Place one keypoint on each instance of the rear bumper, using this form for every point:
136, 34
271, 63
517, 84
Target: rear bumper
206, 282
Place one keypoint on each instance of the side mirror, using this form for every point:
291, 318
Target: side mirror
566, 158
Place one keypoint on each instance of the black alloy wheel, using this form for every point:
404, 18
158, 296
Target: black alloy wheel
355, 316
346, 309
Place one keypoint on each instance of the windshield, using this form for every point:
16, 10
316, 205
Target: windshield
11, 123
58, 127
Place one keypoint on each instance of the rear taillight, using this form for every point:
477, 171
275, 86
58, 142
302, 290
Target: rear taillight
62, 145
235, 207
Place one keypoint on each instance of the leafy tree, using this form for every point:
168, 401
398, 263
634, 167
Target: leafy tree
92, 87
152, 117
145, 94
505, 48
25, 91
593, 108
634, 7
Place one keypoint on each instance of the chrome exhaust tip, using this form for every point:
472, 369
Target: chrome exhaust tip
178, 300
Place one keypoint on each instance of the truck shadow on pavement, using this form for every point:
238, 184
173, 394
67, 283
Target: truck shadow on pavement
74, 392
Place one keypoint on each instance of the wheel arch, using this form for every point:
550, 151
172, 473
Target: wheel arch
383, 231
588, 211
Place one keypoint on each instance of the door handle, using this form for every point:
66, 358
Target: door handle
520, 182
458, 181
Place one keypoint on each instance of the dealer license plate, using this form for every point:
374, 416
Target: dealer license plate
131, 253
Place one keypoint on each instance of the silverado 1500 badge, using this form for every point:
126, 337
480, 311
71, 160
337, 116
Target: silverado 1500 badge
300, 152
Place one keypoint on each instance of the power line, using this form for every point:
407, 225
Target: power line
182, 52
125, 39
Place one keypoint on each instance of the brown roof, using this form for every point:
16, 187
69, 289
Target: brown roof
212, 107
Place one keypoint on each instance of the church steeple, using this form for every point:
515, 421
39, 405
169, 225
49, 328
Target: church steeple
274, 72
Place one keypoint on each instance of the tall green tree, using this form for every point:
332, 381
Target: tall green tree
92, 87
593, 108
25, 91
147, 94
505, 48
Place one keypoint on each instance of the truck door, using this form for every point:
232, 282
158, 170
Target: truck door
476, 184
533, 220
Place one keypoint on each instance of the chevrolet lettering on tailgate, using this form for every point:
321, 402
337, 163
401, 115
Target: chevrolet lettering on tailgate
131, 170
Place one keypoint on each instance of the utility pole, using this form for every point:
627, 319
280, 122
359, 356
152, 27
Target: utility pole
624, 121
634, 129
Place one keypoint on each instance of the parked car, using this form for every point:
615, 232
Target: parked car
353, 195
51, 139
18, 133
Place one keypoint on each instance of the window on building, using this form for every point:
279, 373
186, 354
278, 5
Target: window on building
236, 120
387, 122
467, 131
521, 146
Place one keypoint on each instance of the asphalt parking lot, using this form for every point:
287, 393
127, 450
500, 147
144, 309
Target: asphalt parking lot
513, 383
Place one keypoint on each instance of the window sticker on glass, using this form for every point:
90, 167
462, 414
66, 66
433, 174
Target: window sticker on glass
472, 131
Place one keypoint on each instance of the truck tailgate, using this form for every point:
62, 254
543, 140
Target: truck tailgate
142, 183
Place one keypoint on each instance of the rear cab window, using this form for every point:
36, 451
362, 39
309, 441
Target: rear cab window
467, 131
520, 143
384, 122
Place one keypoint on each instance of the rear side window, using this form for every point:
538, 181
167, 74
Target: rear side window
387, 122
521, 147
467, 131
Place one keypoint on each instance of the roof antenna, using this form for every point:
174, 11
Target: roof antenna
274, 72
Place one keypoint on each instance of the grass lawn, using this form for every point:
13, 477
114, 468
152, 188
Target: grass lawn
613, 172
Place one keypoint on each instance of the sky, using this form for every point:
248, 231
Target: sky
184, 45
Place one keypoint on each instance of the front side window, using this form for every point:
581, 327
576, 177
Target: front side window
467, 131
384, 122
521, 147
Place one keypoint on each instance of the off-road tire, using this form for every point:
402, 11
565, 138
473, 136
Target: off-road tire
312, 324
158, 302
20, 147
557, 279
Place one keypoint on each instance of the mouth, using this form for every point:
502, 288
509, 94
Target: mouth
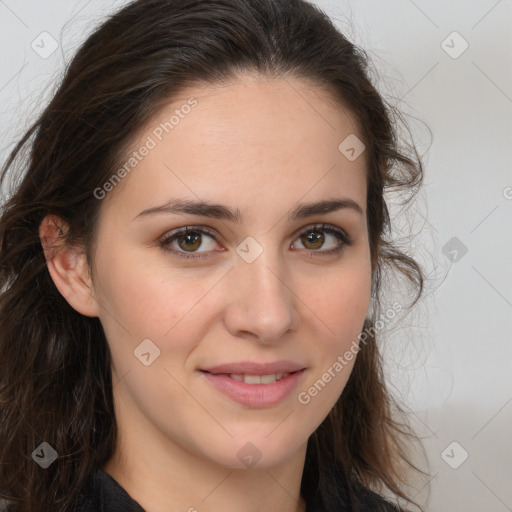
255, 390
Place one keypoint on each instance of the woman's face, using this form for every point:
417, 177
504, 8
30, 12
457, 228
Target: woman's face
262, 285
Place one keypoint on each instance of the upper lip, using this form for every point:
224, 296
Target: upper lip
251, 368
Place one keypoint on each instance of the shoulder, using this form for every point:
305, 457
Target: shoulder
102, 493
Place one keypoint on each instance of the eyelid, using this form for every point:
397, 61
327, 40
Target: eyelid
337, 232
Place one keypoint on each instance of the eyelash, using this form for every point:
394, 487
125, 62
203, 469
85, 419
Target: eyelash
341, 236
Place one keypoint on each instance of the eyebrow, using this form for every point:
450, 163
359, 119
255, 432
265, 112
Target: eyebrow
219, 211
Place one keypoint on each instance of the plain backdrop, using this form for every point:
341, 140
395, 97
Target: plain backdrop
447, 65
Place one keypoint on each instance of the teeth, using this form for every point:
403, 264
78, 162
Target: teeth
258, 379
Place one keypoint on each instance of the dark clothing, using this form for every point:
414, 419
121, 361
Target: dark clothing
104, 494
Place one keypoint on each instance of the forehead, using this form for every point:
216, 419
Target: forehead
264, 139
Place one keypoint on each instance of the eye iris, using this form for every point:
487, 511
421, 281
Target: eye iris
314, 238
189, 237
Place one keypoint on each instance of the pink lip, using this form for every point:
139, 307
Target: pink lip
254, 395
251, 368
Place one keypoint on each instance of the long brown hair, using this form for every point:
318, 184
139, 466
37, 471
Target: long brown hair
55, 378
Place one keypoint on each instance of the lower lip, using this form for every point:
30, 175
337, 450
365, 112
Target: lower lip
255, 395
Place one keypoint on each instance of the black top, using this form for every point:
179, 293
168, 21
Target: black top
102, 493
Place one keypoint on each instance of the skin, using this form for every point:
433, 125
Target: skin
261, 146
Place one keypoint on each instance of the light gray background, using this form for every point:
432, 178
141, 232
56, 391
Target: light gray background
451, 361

Requirements:
Quote every entry exactly, with the pictures omitted.

Task answer:
Place one keypoint on each instance of the rear bumper, using this form for every point:
136, 34
271, 63
517, 84
Target: rear bumper
206, 282
Place one keypoint on each instance of the side mirror, using this form for every point:
291, 318
Target: side mirror
566, 158
Place one keypoint on each instance of the black alloy wheel, using this form for every point:
404, 18
158, 296
Target: black alloy wheel
355, 316
346, 309
Place one keypoint on each instance of the windshield, using this form for every point:
16, 10
316, 205
Target: windshield
11, 123
58, 127
Place one keypoint on each instance of the rear taillight, using this form for every point:
477, 171
275, 86
58, 142
302, 290
Target: rear taillight
62, 145
235, 207
Place one keypoint on each instance of the leafy tree, using this form for every point:
168, 401
398, 263
634, 167
Target: leafy tree
92, 87
152, 117
145, 94
505, 48
25, 91
593, 108
634, 7
Place one keypoint on each instance of the chrome exhaust tip, using this form for every point:
472, 369
Target: chrome exhaust tip
178, 300
Place one keypoint on each instance of the truck shadow on pavement, using this form for every point:
238, 184
173, 394
67, 283
Target: truck shadow on pavement
74, 392
Place one keypoint on each instance of the wheel arch, using this form for every point:
550, 151
172, 473
Target: wheel arch
383, 231
588, 211
Place one keypoint on each instance of the door handle, using this form for every point:
66, 358
Target: door handle
520, 182
458, 181
Place one keypoint on each instance of the dealer license plate, using this form for every point:
374, 416
Target: dealer license plate
131, 253
Place one keypoint on each instance of the silverado 1500 badge, using this form for every point:
126, 337
480, 311
71, 160
337, 116
Target: silverado 1500 badge
300, 152
Place one keypoint on each instance of the power line, using this form for every point:
407, 225
Target: power line
182, 52
125, 39
Place one keypoint on each instance of the brown roof, using this form for every point:
16, 187
69, 289
Target: brown roof
212, 107
Place one keypoint on each instance of the church steeple, using this form for every point:
515, 421
39, 405
169, 225
49, 328
Target: church steeple
274, 72
Place one keypoint on each instance of the tall green tree, using this form for every point:
332, 381
Target: tall green tree
92, 87
593, 108
25, 91
147, 94
505, 48
Place one keypoint on each instance of the truck door, using this form for every point:
232, 282
158, 170
Target: truck door
476, 184
533, 220
Place one keypoint on each instance of the chevrolet lettering on tailgate, using this form for every point:
321, 402
337, 163
401, 115
Target: chevrolet lettering on tailgate
131, 170
Place one keypoint on each instance of the utility pole, using this form for every point:
627, 319
280, 122
359, 356
152, 27
Target: utility pole
624, 121
634, 129
Place one keypoint on each instance of the parked car, using this form for every point:
615, 232
Target: parked car
353, 195
51, 139
18, 133
Place one keypoint on each instance of the window on building, using this form for every point:
279, 373
186, 354
278, 5
Target: window on building
236, 120
387, 122
467, 131
521, 146
Place one keypoint on each instance of the asphalt parking lot, using this form for every point:
287, 393
127, 450
500, 147
144, 309
Target: asphalt parking lot
513, 383
Place one keypoint on each instance of the window sticker on glass, using this form for every point:
90, 167
462, 414
66, 66
433, 174
Target: window sticker on glass
472, 131
Place one keypoint on each instance of the truck tailgate, using this form for every point:
62, 254
543, 140
Target: truck tailgate
142, 183
Place one keypoint on each instance of the rear cab window, using this form for every point:
36, 451
362, 39
309, 441
Target: rear cab window
467, 131
520, 143
384, 122
Place one keypoint on each instance of the rear side window, using this form for every point:
538, 181
167, 74
Target: rear side window
387, 122
521, 147
467, 131
Place one keypoint on each instance of the roof antenna, using this form for every point:
174, 11
Target: roof antenna
274, 72
Place one keypoint on each instance of the grass lawn, using this form for every point:
13, 477
114, 468
152, 188
Target: grass lawn
613, 172
Place one keypoint on each instance of the sky, using this form for every point:
248, 231
Target: sky
184, 45
Place one keypoint on each instance of the front side window, using this form for every point:
581, 327
576, 177
Target: front side window
467, 131
384, 122
521, 147
Place one keypoint on each instance of the off-road tire, using this form for every point:
402, 11
565, 138
473, 136
Target: off-road tire
312, 324
158, 302
20, 147
557, 279
Place one keypoint on each instance of the mouth, using this form for every point:
502, 288
509, 94
Target: mouth
255, 390
Place one keypoint on each instance of the woman's face, using this form for every point:
417, 177
504, 8
30, 12
457, 228
Target: woman's face
262, 285
Place one keypoint on each instance of the upper lip, using this form for every point:
224, 296
Target: upper lip
251, 368
Place one keypoint on each instance of the shoulder, using this form for every point:
305, 457
Target: shoulder
102, 493
Place one keypoint on each instance of the eyelid, using this form for every point:
397, 61
327, 40
Target: eyelid
337, 232
Place one keypoint on each instance of the eyelash, using this form for every point:
394, 487
125, 62
203, 469
85, 419
Target: eyelash
341, 236
Place one keypoint on each instance of the eyebrow, using this form for every point:
450, 163
359, 119
255, 432
265, 112
Target: eyebrow
219, 211
Place one keypoint on each instance of the plain backdrop, using this form for every point:
341, 140
395, 97
Target: plain backdrop
447, 65
Place one keypoint on each instance of the teeth, using this form for every point:
403, 264
78, 162
Target: teeth
258, 379
Place one keypoint on each instance of the dark clothing, using this form for every point:
414, 419
121, 361
Target: dark clothing
104, 494
Place one keypoint on each instance of the forehead, using this form for every point:
216, 419
Target: forehead
264, 139
Place one keypoint on each instance of the eye iris, using this form for every point:
487, 511
421, 281
Target: eye iris
314, 238
189, 237
Place one keypoint on each instance of the pink lip, using this form for every point:
139, 307
Target: pink lip
254, 395
251, 368
Place one keypoint on each instance of the long brown hair, using this form for every point:
318, 184
139, 466
37, 471
Target: long brown hair
55, 378
Place one keypoint on each instance of the lower lip, using this form for every point:
30, 175
337, 450
365, 112
Target: lower lip
255, 395
Place one keypoint on each instance of the black top, using this form for every point:
179, 293
168, 21
Target: black top
102, 493
Place one keypoint on each instance of the skin, using this form for every point:
433, 125
Target: skin
261, 146
Place one keypoint on each instance of the light gray background, using this form for every point:
432, 178
141, 232
56, 391
Target: light gray background
451, 361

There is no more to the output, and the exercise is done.